*WHAT THE TASK REQUIRES*: Count every line in the following listing that contains "tree", then report that count with nothing added.

*WORKING DATA*:
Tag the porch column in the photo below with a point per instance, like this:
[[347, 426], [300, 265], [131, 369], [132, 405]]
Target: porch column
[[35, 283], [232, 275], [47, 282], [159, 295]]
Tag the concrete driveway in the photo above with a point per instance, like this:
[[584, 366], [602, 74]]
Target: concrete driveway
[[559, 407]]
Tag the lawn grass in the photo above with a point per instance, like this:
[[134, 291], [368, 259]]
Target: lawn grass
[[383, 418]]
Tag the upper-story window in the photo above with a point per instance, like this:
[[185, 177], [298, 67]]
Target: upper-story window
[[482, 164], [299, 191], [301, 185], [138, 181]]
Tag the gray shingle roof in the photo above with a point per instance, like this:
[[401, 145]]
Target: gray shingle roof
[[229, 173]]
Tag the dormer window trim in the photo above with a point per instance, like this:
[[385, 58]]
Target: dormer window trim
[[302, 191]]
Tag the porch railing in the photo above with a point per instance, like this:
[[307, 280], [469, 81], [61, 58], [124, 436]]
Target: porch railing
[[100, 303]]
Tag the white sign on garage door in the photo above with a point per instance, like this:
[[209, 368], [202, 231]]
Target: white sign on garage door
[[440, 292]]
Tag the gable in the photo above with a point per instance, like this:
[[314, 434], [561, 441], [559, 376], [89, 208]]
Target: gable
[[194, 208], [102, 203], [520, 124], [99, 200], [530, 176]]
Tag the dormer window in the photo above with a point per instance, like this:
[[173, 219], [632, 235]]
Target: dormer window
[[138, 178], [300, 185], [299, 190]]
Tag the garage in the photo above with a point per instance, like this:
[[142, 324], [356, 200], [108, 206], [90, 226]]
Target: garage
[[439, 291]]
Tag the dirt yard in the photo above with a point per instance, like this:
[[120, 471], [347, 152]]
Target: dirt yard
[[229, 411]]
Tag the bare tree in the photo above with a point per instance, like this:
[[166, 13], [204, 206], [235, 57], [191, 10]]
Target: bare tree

*REPLY*: 2